EXERCISE PASSAGE section start

50-1 and 1B-2R1 cells were cultured in Dulbecco's modified Eagle's medium supplemented with 10 % fetal bovine serum and 300 µg G418 (Geneticine; Invitrogen) ml–1. The HCV replicon cells were known to possess the G418-resistant phenotype, because neomycin phosphotransferase (NeoR) was produced by the efficient replication of HCV replicon in the cells. Therefore, when an HCV replicon is excluded from the cells or its level is decreased, the cells are killed by the presence of G418. 50-1 cells were also cultured in the presence of 5 or 25 µM ribavirin (Sigma) or 25 µM mizoribine (Sigma). In general, these replicon cells were passaged every 4 days.

Northern blot analysis.
Total RNA from the cultured cells were prepared using an RNeasy extraction kit (Qiagen). Total RNA (3 µg) was used to detect the HCV replicon RNA and {beta}-actin mRNA. Northern blotting and hybridization were performed as described previously (Ikeda et al., 2002; Kato et al., 2003b). A digoxigenin-labelled, negative-sense RNA probe complementary to the NS5B region (positions 8935–9374 of the HCV genome) was used for the detection of the replicon RNA. A {beta}-actin specific digoxigenin-labelled antisense RNA probe was used to check the amount of RNA. The synthetic RNA transcribed from pNSS1RZ2RU (Kato et al., 2003b) (108 and 107 genome equivalents spiked into normal cellular RNA) was used to compare the level of replicon RNA. An RNA ladder (Invitrogen) was also used to mark the molecular length.

Western blot analysis.
The preparation of cell lysates, SDS-PAGE and immunoblotting analysis with a PVDF membrane were performed as described previously (Hijikata et al., 1993; Naganuma et al., 2000). The antibodies used to examine the expression levels of HCV proteins were those against NS3 (Novocastra Laboratories) and NS5B (a generous gift from M. Kohara, Tokyo Metropolitan Institute of Medical Science, Japan). Anti-{beta}-actin antibody (AC-15; Sigma) was also used to detect {beta}-actin as an internal control. Immunocomplexes on the membranes were detected by enhanced chemiluminescence assay (Renaissance; Perkin-Elmer Life Sciences).

EXERCISE PASSAGE section end

List every published reference cited in the methods text above, giving each one once as author and year.

ENTRIES SHOWN section start

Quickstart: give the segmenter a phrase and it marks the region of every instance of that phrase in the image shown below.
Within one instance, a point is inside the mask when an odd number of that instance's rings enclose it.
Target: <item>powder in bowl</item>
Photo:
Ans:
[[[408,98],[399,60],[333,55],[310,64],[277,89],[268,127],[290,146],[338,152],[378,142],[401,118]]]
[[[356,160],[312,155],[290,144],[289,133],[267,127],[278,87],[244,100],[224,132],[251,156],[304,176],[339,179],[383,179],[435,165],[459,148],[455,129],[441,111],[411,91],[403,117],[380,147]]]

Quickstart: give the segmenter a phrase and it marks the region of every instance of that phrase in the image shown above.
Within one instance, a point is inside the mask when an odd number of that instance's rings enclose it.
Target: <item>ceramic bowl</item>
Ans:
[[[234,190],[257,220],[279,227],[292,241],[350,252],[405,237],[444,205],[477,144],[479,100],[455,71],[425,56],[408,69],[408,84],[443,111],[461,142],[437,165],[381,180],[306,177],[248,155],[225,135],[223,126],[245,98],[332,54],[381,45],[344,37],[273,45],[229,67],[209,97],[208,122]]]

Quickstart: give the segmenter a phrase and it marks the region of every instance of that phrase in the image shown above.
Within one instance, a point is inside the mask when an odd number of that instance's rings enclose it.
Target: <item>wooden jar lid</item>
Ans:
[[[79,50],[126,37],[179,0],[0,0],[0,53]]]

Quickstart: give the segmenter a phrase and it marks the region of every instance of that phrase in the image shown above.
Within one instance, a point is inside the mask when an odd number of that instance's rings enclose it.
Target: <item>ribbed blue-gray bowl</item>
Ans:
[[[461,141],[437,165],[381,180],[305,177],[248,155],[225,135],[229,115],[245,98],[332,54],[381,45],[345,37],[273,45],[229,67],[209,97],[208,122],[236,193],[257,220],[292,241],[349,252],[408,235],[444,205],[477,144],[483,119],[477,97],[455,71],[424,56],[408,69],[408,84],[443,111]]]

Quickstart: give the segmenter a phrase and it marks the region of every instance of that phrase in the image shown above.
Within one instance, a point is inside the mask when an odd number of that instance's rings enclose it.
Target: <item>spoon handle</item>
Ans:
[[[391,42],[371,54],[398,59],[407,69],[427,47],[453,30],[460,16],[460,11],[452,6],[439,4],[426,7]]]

ENTRIES SHOWN section end

ANSWER TO THIS TASK
Ikeda et al., 2002
Kato et al., 2003b
Hijikata et al., 1993
Naganuma et al., 2000